To do » Restate the records in their entirety, word for word.

>> start Entries supplied

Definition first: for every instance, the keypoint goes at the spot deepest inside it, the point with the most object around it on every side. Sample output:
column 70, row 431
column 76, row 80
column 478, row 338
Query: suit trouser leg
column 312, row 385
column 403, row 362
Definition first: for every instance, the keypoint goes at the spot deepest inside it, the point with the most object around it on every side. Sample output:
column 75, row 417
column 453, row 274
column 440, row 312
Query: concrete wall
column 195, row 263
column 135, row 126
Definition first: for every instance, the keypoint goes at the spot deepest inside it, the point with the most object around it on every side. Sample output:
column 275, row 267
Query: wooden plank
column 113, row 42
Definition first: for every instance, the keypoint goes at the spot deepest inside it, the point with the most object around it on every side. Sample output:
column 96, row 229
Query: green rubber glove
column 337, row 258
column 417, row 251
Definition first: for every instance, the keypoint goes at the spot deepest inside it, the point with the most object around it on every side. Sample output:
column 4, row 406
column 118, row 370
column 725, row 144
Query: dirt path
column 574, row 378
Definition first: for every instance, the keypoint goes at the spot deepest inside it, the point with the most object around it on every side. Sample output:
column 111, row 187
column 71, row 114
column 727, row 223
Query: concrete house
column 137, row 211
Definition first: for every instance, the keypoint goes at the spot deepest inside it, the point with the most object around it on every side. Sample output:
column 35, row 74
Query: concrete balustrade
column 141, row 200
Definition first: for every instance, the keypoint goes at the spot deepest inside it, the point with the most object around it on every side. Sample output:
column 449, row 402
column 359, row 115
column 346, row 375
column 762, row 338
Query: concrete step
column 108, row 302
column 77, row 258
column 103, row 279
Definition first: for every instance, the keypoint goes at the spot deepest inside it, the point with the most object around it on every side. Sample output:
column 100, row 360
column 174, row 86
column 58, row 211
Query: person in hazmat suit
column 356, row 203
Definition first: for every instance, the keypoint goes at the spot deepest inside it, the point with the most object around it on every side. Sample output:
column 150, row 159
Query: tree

>> end Entries supplied

Completed exercise »
Definition first: for every instance, the keypoint goes at the spot deepest inside it, the point with the most object around it on every side. Sample output:
column 70, row 431
column 76, row 80
column 478, row 338
Query: suit trouser leg
column 312, row 385
column 403, row 362
Definition first: for every instance, the keypoint goes at the spot deepest inside it, the point with the most object around it on every side. Sample output:
column 75, row 417
column 453, row 274
column 440, row 312
Query: concrete wall
column 195, row 263
column 135, row 126
Definition first: for every instance, the keypoint goes at the spot deepest inside it, the point with the most object around it on every side. Sample output:
column 275, row 267
Query: wooden plank
column 113, row 42
Definition first: for every instance, the keypoint goes at the spot deepest inside it, the point with the most object around it on every side. Sample output:
column 96, row 229
Query: green rubber glove
column 337, row 258
column 417, row 251
Definition first: for every instance, the keypoint goes at the spot deepest inside it, the point with the most object around it on every side. Sample output:
column 4, row 406
column 118, row 370
column 725, row 144
Query: dirt path
column 574, row 378
Definition first: for every instance, the keypoint goes at the spot deepest inside it, the point with the most object around it on every side. Sample output:
column 111, row 187
column 71, row 114
column 727, row 223
Query: concrete house
column 137, row 211
Definition first: for every instance, the keypoint goes at the spot deepest inside it, the point with the most object around it on every side. Sample output:
column 35, row 74
Query: concrete balustrade
column 141, row 200
Definition first: for every instance, the keypoint goes at the spot deepest inside it, the point with the most object around it on every side. Sample output:
column 449, row 402
column 359, row 115
column 346, row 375
column 762, row 338
Query: concrete step
column 108, row 302
column 77, row 258
column 103, row 279
Definition first: for every instance, the keypoint goes at the spot deepest inside it, the point with the most object around it on every side. Sample output:
column 100, row 360
column 174, row 86
column 58, row 211
Query: person in hazmat suit
column 356, row 203
Definition first: for every instance, the keypoint goes at the spot deepest inside it, the point with the most object around it on every side. Sample output:
column 150, row 159
Query: tree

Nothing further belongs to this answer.